Update announcing-etcd-3.4.md (#16205)

Remove mentioning of using concurrent read in compaction. The original PR https://github.com/etcd-io/etcd/pull/11021 was superseded by https://github.com/etcd-io/etcd/pull/11034, which no long uses concurrent read in compaction.

content/en/blog/_posts/2019-08-30-announcing-etcd-3.4.md

@@ -18,7 +18,7 @@ etcd v3.4 includes a number of performance improvements for large scale Kubernet
 
 In particular, etcd experienced performance issues with a large number of concurrent read transactions even when there is no write (e.g. `“read-only range request ... took too long to execute”`). Previously, the storage backend commit operation on pending writes blocks incoming read transactions, even when there was no pending write. Now, the commit [does not block reads](https://github.com/etcd-io/etcd/pull/9296) which improve long-running read transaction performance.
 
-We further made [backend read transactions fully concurrent](https://github.com/etcd-io/etcd/pull/10523). Previously, ongoing long-running read transactions block writes and upcoming reads. With this change, write throughput is increased by 70% and P99 write latency is reduced by 90% in the presence of long-running reads. We also ran [Kubernetes 5000-node scalability test on GCE](https://prow.k8s.io/view/gcs/kubernetes-jenkins/logs/ci-kubernetes-e2e-gce-scale-performance/1130745634945503235) with this change and observed similar improvements. For example, in the very beginning of the test where there are a lot of long-running “LIST pods”, the P99 latency of “POST clusterrolebindings” is [reduced by 97.4%](https://github.com/etcd-io/etcd/pull/10523#issuecomment-499262001). This non-blocking read transaction is now [used for compaction](https://github.com/etcd-io/etcd/pull/11034), which, combined with the reduced compaction batch size, reduces the P99 server request latency during compaction.

= CHALLENGES =
1. In the etcd 3.4 blog update, which pull request superseded pull request 11021?
2. Output the records from the line containing "shape point(204, 43)" through the final line of the records, inclusive, as a Markdown table with the columns Number and Record line, one row per line, skipping blank lines.

= DATA ROWS =
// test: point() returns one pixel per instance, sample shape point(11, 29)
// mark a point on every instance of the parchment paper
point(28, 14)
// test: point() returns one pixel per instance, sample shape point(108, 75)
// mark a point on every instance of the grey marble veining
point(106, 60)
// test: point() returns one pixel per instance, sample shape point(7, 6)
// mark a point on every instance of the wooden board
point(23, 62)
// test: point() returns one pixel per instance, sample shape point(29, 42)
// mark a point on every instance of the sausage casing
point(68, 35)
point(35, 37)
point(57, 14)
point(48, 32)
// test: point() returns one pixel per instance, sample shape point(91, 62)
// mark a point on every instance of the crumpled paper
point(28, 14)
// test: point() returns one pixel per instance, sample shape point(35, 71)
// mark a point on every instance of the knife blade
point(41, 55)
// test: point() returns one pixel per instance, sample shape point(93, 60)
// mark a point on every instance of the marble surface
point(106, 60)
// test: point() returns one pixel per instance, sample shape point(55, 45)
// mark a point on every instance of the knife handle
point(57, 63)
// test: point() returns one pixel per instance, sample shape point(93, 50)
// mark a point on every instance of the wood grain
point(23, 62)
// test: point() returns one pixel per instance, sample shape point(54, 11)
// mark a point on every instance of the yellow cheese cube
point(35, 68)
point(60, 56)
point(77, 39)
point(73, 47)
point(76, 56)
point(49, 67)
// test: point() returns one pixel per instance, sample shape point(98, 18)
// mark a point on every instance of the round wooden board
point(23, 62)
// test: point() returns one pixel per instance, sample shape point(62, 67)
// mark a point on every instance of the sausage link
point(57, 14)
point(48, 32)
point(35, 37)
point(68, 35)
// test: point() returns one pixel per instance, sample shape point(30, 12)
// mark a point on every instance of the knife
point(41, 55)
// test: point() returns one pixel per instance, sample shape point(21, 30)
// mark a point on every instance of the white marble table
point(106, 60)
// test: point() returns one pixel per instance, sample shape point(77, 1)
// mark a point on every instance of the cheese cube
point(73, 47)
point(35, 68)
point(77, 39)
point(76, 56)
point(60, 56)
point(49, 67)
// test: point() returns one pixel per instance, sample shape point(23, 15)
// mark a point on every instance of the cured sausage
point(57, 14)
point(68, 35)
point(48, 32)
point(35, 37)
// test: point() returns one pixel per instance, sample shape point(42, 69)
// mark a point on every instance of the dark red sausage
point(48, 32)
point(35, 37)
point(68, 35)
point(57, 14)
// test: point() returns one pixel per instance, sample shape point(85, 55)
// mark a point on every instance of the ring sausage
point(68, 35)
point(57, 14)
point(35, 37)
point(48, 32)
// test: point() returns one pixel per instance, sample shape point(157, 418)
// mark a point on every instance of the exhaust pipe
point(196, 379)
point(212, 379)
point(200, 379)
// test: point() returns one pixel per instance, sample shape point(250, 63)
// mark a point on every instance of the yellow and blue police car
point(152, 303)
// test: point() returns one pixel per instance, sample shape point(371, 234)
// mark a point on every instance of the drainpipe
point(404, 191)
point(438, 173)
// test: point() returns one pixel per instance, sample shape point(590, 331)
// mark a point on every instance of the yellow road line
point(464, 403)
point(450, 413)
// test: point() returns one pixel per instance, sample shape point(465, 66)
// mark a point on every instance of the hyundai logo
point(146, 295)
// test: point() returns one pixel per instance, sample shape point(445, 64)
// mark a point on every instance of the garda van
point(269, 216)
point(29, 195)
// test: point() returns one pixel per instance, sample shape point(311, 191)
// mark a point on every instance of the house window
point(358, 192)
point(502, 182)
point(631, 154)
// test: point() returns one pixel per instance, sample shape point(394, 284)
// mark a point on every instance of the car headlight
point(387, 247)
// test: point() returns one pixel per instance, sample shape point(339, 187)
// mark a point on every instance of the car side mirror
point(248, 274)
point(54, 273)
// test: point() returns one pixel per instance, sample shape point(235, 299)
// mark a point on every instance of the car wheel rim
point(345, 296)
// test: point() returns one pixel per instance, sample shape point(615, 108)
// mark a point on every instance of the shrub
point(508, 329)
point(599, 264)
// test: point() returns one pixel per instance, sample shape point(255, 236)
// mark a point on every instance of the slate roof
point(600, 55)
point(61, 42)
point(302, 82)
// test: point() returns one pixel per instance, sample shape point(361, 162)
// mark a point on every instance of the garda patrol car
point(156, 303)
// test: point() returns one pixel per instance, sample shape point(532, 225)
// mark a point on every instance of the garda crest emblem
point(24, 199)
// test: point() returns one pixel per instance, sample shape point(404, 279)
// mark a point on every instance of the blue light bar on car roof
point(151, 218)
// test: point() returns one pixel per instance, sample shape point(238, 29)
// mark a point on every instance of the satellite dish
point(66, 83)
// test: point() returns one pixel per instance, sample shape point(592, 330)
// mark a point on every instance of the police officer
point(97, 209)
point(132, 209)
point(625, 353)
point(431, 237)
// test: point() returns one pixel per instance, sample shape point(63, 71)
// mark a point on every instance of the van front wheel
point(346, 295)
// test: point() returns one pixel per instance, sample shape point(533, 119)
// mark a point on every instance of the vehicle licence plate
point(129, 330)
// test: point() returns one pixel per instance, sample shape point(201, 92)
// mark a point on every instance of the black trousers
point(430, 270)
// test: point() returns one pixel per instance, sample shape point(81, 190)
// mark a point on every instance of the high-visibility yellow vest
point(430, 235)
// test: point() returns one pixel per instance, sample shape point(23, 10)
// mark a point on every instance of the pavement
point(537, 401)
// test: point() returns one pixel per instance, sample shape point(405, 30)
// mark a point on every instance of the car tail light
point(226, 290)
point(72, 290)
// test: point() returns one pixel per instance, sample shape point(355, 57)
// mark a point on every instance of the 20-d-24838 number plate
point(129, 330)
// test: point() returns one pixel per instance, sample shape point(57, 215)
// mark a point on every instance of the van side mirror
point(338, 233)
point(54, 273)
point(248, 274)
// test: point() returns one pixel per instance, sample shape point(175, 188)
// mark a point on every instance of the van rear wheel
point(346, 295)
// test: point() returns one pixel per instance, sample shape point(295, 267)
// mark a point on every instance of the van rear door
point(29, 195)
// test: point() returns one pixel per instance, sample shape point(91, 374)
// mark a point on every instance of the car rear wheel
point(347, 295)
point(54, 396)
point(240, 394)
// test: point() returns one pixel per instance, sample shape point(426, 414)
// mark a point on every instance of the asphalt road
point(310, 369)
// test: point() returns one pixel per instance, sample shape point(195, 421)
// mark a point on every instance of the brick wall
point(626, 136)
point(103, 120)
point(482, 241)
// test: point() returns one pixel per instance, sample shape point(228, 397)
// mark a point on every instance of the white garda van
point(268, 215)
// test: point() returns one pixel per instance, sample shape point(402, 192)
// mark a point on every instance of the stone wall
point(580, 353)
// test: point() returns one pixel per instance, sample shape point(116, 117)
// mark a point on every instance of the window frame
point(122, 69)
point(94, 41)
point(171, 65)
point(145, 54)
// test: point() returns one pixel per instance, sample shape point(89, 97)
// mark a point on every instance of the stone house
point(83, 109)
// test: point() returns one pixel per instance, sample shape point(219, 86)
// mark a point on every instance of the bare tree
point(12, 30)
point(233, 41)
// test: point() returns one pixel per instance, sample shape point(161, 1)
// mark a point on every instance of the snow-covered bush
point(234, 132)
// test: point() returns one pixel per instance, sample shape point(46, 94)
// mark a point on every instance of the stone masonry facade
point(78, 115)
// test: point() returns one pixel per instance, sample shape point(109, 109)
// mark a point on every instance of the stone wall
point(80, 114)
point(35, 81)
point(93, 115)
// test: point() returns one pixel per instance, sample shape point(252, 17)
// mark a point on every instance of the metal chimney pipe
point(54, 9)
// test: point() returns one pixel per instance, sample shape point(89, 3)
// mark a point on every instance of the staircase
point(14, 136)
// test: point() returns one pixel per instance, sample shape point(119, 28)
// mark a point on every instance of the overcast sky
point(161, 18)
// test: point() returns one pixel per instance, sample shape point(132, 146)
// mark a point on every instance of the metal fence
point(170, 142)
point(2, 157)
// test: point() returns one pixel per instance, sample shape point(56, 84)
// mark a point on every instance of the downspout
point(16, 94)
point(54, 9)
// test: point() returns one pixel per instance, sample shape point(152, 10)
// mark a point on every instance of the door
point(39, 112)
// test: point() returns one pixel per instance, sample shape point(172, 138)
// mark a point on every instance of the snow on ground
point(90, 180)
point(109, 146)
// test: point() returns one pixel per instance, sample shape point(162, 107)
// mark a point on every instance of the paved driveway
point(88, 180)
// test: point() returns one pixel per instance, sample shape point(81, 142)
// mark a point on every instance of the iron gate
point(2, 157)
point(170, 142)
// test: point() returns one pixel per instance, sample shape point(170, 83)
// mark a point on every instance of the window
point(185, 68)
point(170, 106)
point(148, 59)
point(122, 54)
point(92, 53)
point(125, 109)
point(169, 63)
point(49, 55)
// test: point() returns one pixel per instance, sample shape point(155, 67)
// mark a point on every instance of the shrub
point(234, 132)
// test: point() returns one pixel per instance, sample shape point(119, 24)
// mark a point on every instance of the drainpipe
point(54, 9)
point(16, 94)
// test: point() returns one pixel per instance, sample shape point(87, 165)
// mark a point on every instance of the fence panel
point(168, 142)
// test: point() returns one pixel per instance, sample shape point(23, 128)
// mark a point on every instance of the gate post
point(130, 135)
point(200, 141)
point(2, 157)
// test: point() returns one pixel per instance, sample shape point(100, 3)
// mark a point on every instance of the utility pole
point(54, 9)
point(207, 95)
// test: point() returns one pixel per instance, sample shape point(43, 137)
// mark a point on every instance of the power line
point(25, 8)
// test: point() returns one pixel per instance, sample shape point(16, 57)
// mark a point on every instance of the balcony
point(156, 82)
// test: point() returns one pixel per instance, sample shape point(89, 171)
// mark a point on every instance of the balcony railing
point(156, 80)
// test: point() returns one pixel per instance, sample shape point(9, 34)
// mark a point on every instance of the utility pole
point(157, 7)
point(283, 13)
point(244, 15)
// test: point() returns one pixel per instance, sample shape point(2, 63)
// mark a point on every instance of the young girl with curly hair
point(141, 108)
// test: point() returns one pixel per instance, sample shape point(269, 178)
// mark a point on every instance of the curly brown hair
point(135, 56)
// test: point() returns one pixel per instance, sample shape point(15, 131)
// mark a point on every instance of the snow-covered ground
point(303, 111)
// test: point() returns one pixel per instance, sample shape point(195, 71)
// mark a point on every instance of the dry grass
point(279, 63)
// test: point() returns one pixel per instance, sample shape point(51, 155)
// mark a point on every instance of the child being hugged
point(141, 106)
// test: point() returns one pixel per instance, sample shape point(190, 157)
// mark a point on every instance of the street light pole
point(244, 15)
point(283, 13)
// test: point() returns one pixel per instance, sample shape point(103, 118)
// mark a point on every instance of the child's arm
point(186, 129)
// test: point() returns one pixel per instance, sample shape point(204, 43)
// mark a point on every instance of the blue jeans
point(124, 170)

= REPLIES =
1. Pull request 11034 (https://github.com/etcd-io/etcd/pull/11034).

2.
| Number | Record line |
|---|---|
| 1 | // test: point() returns one pixel per instance, sample shape point(204, 43) |
| 2 | // mark a point on every instance of the blue jeans |
| 3 | point(124, 170) |